# April's Moss Ball from home



## April (Apr 21, 2010)

We"ve had this. Ok MOss ball, not Miss ball! Can someone fix my title?
Moss ball for about 5 years. Actually we had two. One made thousands of babies and this one has kept on growing. My theory is he's daddy moss ball lol. 
The bottom of our 60 gallon tank is covered in babies and dad sits in the corner . Bushynose pleccos breed and we have hundreds of cherry shrimp. The moss balls filter and use the nitrates. We so a wc maybe twice a year. Subdued lights with closed curtains .
Here he is. It's actually my other halfs moss ball. Not for sale























Sent by tapatalk in north Burnaby


----------



## Flear (Dec 8, 2012)

i stopped flipping and rotating mine, i let them all sit in one area of the tank, now they've all grown into one, ... not even remotely ball shaped, yours definitly has that roundish kind of shape that is known for the marimo moss ball


----------



## coppercloud (Apr 14, 2012)

Oh cool they really grow, I heard eventually they just fall apart


----------



## Flear (Dec 8, 2012)

i'm sure if the inside rots out they will fall apart,

but if they do fall apart at any size, trim off the bad parts, (or i'm sure a toothbrush would work), and then you have several smaller ones instead of one big one


----------



## April (Apr 21, 2010)
====
◆ Job 1:
Answer these questions about the moss ball thread.
(a) For about how long had April had the moss ball?
(b) How large is April's tank?
(c) According to Flear, what should be done if a moss ball falls apart?
◆ Job 2: Change "5 years" to "six years" in the part of the moss ball thread that opens with the words containing "# April's Moss" and closes with "moss ball lol.", then write that part out again.
The data that comes next is separate material and has no connection to the moss ball thread.
====
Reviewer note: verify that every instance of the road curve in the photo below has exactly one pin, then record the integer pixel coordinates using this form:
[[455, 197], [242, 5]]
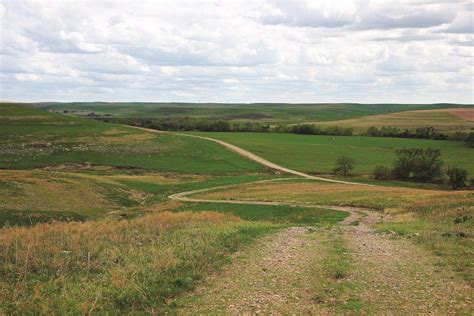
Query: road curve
[[249, 155]]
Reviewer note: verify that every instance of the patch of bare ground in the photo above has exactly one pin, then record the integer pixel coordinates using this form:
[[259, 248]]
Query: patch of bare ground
[[395, 276], [273, 277]]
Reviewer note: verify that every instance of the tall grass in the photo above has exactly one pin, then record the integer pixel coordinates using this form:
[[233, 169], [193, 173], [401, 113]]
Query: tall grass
[[115, 267]]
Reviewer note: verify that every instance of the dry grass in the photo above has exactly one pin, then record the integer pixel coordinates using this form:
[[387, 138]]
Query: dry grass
[[442, 119], [441, 221], [394, 200], [118, 267], [51, 191]]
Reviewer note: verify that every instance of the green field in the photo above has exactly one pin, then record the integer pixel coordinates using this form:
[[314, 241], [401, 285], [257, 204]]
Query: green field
[[264, 112], [87, 225], [317, 154], [290, 215], [31, 138], [443, 120]]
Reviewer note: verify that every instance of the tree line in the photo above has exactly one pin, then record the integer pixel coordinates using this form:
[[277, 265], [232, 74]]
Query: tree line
[[207, 125], [413, 164]]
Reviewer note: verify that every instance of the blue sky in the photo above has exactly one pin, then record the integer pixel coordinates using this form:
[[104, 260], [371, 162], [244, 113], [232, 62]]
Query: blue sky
[[237, 51]]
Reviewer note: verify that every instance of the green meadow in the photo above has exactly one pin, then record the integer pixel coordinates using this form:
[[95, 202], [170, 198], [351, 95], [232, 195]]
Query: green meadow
[[317, 154], [32, 138], [266, 112]]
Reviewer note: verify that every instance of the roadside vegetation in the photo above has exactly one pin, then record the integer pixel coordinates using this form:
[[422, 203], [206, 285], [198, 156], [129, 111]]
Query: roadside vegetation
[[440, 221], [318, 154], [115, 266], [87, 226]]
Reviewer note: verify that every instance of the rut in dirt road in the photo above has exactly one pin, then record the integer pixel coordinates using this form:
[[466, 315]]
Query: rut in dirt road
[[249, 155], [270, 278], [283, 273]]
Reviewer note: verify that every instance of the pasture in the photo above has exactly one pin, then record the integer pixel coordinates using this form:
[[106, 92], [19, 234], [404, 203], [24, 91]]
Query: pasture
[[317, 154], [33, 138], [87, 225], [435, 219], [443, 120], [263, 112]]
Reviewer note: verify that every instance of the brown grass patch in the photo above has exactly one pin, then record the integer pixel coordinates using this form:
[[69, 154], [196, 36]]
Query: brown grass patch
[[443, 119]]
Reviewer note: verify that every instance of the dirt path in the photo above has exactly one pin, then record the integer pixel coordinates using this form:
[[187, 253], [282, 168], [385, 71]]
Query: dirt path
[[280, 275], [249, 155], [286, 273], [270, 278]]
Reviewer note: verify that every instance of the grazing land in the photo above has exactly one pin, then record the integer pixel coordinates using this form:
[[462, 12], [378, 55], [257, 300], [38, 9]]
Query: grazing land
[[104, 218], [317, 153], [443, 120], [34, 138], [265, 112]]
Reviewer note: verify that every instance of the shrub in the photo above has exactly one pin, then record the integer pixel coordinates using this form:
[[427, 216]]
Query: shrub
[[381, 173], [420, 164], [344, 165], [470, 139], [457, 177]]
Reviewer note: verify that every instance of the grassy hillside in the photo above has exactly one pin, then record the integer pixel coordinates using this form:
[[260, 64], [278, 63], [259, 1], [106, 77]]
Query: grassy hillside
[[444, 120], [32, 138], [115, 267], [318, 154], [265, 112], [441, 221]]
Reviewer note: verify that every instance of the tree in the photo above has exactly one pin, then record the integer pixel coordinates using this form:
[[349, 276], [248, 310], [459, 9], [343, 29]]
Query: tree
[[470, 139], [418, 163], [405, 162], [381, 172], [457, 177], [428, 165], [344, 165]]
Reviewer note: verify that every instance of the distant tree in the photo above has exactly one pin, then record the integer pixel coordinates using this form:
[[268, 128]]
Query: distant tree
[[344, 165], [404, 163], [457, 177], [428, 165], [418, 163], [381, 172], [470, 139]]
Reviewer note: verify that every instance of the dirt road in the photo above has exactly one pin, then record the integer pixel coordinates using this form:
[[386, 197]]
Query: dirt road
[[249, 155]]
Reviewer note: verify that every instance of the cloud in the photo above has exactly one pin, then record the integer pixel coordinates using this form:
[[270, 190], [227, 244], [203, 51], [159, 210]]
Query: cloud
[[237, 51]]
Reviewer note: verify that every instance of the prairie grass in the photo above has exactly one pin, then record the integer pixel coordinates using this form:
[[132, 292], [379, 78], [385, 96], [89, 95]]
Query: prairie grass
[[441, 221], [281, 214], [444, 120], [317, 153], [114, 266]]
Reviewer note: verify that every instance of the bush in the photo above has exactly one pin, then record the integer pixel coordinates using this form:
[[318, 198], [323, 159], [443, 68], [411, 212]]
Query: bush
[[470, 139], [344, 166], [457, 177], [417, 163], [381, 173]]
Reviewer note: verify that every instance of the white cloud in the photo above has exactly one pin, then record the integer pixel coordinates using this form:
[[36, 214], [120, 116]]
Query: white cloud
[[237, 51]]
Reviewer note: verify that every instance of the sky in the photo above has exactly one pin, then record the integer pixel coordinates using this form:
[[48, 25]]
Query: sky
[[366, 51]]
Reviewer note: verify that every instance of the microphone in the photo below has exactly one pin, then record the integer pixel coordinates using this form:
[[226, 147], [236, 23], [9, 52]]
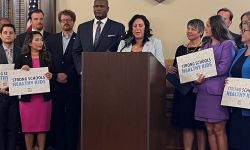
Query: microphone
[[116, 42], [128, 41]]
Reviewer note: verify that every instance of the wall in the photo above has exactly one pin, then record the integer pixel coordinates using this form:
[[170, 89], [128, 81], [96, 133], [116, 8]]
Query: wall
[[168, 19]]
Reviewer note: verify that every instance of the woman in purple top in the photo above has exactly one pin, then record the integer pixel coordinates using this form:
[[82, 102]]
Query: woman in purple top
[[209, 90]]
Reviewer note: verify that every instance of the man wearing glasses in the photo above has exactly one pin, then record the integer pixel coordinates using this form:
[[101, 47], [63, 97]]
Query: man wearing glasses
[[65, 86]]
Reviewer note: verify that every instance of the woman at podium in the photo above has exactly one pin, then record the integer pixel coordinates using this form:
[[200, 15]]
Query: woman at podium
[[184, 102], [139, 39]]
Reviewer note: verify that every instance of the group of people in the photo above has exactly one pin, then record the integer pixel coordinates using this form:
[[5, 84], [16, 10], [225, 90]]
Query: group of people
[[199, 112], [58, 112]]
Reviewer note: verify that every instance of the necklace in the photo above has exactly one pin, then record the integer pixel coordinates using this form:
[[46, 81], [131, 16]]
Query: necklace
[[195, 49]]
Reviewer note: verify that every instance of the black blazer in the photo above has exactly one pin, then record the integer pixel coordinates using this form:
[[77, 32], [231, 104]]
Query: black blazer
[[63, 63], [21, 37], [3, 60], [3, 57], [27, 60], [108, 41]]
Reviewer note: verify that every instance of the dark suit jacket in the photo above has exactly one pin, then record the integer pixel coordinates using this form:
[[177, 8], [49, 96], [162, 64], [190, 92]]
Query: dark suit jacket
[[25, 59], [21, 37], [3, 60], [3, 57], [108, 41], [63, 63]]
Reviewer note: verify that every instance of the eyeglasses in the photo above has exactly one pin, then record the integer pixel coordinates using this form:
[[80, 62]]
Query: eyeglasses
[[244, 30], [66, 20]]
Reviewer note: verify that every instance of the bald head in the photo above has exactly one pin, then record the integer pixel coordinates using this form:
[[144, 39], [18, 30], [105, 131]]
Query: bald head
[[4, 21], [101, 8]]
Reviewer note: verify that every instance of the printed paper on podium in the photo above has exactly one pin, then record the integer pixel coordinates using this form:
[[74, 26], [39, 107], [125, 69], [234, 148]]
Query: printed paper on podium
[[190, 66], [237, 93]]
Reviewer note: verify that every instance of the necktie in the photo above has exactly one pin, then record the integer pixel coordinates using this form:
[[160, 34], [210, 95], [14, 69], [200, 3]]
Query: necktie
[[97, 33], [10, 56]]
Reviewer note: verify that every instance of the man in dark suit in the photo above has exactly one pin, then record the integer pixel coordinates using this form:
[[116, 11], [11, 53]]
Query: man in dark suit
[[98, 35], [65, 84], [37, 20], [228, 17], [8, 105]]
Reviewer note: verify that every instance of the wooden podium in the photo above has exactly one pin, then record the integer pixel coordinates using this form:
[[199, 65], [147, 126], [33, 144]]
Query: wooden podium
[[122, 102]]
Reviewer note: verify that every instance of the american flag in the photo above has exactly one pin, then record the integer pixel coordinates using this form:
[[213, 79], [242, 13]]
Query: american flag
[[33, 5]]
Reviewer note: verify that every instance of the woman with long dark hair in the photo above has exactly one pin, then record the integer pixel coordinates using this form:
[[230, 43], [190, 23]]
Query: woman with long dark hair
[[139, 33], [210, 90], [35, 109]]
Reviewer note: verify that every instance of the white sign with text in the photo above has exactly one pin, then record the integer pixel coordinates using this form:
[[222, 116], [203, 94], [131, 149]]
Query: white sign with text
====
◆ Full output 1:
(a) About 5 years.
(b) 60 gallons.
(c) Trim off the bad parts, which leaves several smaller moss balls instead of one big one.

◆ Full output 2:
# April's Moss Ball from home



## April (Apr 21, 2010)

We"ve had this. Ok MOss ball, not Miss ball! Can someone fix my title?
Moss ball for about six years. Actually we had two. One made thousands of babies and this one has kept on growing. My theory is he's daddy moss ball lol.